### ТЕКСТ ДЛЯ ЧТЕНИЯ:
—————

Мама учительствовала, в годы войны работала в госпиталях. После освобождения Петрозаводска от финнов и отец, и мать переехали в этот северный русский город, основанный Петром Великим. А вскоре, как дитя Победы – в 1946 году – родился и я…
Не, скрываю, я с детства был болен литературой, читал под партой в школе, читал ночью при фонарике, укрывшись одеялом. Мечтал, если не быть в литературе, то как-то служить ей, хотя бы работая в книжном магазине. Типичный книжный мальчик. Писал стихи, писал сказки, увлекался Оскаром Уайльдом и Киплингом, Александром Грином и Николаем Заболоцким, Велимиром Хлебниковым и Николаем Клюевым. Потом увлекся русским авангардом. Врут те, кто нынче утверждает о невозможности знакомства с их книгами в советское время. Спокойно стояли на полках магазинов все издания десятых и двадцатых годов, и цены были просто смешные. Кто-то коллекционировал Михаила Кузмина, кто-то Анну Ахматову, кто-то Николая Гумилева, кто-то ранних футуристов. У моего друга Германа Артемьева был весь комплект журналов «Аполлон» и «Весы». У меня и сейчас с той поры коллекционирования остался комплект журналов «Леф» и «Новый Леф», даже пару номеров «Юго-Лефа», какие-то сборники футуристов и акмеистов.
С той поры увлекся я яркими литературными талантами второго или третьего плана, этакими пестро окрашенными пташками, по касательной пролетевшими по русской литературе, но оставившими в ней по несколько своеобычных перьев невиданной расцветки. К примеру, Александр Ярославский, дальневосточный бунтарь, биокосмист, воспевавший революцию, но вскоре оказавшийся на Соловках. Сумел как-то вывернуться и подобно братьям Солоневичам уйти за границу и осесть уже в берлинском эмигрантском «Руле». Погиб в потасовке. По темноте своей партийные редакторы часто печатали его революционные стихи в разного рода революционных антологиях. Или же Оскар Лещинский – декадент, парижанин, завсегдатай литературных кабаре на Монпарнасе.
Нас принимают все за португальцев,
Мы говорим на русском языке.

—————

(Исходные данные)
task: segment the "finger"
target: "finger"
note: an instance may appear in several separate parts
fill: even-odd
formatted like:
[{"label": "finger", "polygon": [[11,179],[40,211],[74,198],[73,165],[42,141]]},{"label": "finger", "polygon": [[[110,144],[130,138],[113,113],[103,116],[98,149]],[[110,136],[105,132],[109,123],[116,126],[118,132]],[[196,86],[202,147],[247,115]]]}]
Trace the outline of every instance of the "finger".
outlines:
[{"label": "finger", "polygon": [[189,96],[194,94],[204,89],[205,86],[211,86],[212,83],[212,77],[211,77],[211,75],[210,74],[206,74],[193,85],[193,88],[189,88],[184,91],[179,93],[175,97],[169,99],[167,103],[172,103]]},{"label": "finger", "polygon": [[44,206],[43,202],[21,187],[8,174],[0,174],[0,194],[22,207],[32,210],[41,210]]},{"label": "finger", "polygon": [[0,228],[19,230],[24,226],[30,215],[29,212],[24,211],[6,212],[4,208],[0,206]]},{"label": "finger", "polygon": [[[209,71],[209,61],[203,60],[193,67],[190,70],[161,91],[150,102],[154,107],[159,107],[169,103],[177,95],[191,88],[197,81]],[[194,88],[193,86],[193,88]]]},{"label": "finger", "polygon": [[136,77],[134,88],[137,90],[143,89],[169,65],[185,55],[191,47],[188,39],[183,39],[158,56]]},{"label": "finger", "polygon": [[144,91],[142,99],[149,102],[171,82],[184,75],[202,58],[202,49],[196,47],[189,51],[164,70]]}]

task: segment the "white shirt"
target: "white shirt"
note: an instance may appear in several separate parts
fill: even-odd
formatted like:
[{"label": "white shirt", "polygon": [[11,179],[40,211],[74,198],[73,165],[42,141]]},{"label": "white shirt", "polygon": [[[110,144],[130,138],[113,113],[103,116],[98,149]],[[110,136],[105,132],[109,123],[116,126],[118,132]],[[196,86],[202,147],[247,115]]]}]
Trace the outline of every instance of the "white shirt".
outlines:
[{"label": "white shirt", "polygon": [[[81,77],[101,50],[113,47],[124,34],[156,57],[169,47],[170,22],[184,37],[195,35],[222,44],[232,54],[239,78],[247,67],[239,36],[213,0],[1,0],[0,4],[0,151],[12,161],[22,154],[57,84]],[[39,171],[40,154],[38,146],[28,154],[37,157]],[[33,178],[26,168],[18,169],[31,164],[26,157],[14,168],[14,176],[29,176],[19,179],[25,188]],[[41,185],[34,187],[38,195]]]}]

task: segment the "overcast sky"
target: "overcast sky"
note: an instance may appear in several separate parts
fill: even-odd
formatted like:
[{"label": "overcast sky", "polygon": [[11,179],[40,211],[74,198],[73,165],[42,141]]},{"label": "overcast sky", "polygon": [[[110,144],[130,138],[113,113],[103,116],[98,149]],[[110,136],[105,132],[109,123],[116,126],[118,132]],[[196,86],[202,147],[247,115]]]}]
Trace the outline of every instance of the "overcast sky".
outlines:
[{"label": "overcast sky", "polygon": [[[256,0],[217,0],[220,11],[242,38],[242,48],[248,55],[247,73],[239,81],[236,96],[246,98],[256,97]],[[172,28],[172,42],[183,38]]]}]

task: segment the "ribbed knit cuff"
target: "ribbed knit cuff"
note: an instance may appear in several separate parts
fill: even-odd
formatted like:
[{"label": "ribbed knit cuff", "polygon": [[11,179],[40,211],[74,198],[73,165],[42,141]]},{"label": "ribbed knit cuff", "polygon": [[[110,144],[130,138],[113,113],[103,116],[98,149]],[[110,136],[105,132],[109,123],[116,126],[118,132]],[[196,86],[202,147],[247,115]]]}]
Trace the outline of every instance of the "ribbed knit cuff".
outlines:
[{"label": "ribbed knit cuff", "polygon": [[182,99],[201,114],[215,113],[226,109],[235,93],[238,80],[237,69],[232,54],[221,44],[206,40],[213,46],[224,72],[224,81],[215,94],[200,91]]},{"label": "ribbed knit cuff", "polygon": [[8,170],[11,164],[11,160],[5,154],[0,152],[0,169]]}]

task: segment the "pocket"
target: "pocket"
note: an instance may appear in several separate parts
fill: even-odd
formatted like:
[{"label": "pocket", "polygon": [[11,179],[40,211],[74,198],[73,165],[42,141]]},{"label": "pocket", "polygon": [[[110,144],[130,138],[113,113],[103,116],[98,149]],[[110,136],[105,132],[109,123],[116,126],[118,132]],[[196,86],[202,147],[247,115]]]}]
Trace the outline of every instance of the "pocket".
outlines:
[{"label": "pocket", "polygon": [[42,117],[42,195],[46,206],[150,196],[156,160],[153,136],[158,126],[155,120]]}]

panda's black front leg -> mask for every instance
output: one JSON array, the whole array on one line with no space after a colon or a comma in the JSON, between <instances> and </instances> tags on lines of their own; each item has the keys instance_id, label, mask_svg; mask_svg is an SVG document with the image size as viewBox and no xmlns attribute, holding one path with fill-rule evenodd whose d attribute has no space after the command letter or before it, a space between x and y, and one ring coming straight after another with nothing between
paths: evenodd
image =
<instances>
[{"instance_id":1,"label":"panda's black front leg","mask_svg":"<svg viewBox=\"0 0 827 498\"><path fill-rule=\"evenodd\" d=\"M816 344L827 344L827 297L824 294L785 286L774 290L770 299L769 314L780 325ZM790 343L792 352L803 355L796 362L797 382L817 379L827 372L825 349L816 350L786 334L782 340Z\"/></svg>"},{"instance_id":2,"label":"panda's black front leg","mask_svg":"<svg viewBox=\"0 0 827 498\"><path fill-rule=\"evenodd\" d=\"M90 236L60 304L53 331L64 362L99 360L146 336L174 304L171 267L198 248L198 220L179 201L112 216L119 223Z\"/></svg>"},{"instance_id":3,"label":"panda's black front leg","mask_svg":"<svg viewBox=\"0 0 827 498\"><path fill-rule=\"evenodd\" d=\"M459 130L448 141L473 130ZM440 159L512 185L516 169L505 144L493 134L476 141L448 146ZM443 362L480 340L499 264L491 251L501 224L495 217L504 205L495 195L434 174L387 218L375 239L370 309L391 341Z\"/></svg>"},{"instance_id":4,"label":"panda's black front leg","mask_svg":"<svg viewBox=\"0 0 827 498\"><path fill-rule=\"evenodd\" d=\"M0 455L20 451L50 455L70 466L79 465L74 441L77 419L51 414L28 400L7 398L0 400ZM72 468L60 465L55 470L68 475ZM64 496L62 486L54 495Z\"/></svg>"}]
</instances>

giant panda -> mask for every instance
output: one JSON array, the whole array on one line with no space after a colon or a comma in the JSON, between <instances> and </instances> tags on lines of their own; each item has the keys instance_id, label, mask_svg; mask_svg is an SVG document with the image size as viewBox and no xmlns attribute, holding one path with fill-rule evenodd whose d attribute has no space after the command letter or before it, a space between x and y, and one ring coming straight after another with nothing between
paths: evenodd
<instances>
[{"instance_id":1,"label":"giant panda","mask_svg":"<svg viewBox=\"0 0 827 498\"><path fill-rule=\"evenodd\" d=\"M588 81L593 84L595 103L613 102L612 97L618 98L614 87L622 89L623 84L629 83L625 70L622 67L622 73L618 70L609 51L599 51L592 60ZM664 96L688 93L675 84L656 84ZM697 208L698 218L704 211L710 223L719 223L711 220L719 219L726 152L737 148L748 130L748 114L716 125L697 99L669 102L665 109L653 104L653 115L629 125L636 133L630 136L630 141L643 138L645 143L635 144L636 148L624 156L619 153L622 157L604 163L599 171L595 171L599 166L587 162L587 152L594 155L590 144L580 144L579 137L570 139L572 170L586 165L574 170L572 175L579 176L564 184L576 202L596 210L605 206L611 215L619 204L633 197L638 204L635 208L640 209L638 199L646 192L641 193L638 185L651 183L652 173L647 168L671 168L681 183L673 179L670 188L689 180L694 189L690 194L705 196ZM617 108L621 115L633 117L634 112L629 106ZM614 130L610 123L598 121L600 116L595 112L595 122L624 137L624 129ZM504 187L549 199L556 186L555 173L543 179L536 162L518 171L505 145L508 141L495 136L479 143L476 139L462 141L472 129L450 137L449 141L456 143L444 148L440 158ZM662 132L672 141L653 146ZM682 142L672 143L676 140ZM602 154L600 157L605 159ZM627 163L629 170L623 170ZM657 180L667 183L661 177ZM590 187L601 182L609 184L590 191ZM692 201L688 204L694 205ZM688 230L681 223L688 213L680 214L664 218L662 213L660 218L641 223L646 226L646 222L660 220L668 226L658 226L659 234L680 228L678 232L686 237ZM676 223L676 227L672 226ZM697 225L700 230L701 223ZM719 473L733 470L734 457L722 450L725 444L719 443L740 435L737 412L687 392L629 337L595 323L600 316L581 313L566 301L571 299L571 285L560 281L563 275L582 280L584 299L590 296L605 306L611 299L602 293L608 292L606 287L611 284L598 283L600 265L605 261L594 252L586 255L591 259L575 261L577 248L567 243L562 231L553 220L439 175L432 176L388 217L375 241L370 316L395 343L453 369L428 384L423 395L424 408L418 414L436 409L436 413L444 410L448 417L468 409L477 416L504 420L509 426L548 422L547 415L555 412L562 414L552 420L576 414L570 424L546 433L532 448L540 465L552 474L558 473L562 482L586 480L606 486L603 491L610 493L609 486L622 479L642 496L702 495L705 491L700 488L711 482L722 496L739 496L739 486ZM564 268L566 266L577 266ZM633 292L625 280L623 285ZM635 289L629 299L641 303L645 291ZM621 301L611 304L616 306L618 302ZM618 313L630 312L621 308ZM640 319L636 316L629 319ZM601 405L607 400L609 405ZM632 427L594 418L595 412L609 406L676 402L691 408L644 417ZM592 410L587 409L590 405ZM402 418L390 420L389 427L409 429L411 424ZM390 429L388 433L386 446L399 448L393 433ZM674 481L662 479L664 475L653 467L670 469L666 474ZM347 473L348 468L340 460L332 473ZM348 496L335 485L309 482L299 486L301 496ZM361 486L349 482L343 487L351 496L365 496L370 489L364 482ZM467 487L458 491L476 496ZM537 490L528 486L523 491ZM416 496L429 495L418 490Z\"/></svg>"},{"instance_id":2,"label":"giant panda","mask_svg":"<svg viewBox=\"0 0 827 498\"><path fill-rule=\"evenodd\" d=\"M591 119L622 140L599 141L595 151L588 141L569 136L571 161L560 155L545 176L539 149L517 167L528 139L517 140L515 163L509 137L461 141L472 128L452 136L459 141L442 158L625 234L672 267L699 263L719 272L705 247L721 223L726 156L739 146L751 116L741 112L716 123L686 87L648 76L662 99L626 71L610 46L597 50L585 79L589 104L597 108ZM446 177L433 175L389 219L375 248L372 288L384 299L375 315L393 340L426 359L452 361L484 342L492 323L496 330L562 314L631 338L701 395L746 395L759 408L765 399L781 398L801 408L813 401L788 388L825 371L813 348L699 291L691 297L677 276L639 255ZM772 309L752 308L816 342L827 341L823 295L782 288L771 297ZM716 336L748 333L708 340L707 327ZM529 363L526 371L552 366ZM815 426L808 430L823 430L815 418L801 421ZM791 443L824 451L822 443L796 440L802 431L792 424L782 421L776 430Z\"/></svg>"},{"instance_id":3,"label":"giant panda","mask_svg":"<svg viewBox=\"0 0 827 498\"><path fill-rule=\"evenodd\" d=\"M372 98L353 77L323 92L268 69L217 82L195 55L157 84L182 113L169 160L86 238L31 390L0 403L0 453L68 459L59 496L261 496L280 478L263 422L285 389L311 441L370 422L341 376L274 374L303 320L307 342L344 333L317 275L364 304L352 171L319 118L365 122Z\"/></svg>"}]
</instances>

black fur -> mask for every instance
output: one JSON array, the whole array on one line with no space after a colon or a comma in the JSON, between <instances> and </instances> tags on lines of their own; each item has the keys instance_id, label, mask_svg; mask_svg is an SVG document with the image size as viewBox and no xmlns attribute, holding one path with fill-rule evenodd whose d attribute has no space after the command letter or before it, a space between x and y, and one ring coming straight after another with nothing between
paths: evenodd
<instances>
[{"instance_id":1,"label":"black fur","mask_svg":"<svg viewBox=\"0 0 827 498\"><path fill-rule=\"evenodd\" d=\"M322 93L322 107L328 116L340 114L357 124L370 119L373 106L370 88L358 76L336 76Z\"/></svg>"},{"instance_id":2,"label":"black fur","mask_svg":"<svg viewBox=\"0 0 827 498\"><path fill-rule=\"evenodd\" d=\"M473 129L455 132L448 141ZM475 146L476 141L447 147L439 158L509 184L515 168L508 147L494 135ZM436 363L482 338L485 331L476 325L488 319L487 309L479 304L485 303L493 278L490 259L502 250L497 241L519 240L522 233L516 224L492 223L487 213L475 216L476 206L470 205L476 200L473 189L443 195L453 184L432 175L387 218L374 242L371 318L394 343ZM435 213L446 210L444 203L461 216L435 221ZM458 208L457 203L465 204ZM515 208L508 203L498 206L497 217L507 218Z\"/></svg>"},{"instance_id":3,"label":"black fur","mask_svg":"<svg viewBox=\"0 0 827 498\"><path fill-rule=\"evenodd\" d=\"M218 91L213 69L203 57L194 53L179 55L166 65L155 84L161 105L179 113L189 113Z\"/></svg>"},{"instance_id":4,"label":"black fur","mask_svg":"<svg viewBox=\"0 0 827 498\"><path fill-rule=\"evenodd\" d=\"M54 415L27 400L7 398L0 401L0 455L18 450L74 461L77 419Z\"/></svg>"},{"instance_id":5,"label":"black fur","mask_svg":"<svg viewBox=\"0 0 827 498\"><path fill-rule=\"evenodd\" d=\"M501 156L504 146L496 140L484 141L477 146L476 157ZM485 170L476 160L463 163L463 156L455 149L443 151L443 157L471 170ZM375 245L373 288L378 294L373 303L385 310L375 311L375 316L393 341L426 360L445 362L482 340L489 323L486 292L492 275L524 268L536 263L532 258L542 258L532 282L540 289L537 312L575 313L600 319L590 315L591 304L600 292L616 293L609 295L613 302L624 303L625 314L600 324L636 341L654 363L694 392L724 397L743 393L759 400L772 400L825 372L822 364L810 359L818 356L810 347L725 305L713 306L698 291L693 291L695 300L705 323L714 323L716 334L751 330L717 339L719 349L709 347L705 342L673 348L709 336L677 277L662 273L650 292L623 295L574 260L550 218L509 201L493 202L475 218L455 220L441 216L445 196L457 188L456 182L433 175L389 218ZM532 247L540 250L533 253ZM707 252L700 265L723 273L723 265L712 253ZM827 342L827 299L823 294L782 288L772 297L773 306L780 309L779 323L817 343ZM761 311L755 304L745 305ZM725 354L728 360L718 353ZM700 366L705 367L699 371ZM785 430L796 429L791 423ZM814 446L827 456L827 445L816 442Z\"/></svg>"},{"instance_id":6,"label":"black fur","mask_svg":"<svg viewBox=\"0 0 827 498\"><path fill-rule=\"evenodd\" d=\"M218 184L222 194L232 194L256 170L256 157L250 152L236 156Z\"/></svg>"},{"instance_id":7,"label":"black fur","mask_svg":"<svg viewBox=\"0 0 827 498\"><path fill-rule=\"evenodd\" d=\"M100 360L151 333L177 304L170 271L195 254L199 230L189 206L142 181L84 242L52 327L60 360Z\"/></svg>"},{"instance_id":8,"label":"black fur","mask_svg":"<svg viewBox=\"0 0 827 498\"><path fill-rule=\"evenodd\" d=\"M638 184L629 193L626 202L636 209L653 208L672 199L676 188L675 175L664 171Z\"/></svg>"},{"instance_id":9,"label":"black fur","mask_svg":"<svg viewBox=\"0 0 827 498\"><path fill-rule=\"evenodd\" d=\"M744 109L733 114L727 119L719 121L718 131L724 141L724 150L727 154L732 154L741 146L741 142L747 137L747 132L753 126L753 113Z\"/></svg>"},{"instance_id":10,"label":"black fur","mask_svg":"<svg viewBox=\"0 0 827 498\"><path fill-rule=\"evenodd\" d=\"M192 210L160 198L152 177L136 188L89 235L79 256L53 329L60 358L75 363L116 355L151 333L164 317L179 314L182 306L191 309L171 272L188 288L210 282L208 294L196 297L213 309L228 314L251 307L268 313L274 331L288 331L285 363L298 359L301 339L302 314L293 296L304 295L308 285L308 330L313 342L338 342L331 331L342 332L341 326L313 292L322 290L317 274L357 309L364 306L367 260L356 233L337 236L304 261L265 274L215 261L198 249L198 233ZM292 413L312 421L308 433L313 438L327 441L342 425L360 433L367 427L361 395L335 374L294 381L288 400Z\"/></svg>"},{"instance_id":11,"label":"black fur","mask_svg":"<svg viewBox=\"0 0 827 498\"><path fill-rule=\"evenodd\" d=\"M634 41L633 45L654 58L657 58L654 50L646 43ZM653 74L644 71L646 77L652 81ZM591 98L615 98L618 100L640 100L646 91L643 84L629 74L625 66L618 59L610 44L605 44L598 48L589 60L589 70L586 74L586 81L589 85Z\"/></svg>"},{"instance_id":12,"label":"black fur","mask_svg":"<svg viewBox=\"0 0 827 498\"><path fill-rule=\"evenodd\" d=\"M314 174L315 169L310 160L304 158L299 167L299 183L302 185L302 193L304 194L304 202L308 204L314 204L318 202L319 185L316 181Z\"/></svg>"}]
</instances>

—————

Определите, соответствуют ли утверждения тексту для чтения. Для каждого ответьте «да» или «нет» и приведите дословно решающие слова текста.
1. Мать рассказчика в годы войны работала в госпиталях.
2. В советское время издания десятых и двадцатых годов продавались по высоким ценам.
3. Александр Ярославский погиб на Соловках.

1. Да: «в годы войны работала в госпиталях».
2. Нет: «цены были просто смешные».
3. Нет: «Погиб в потасовке».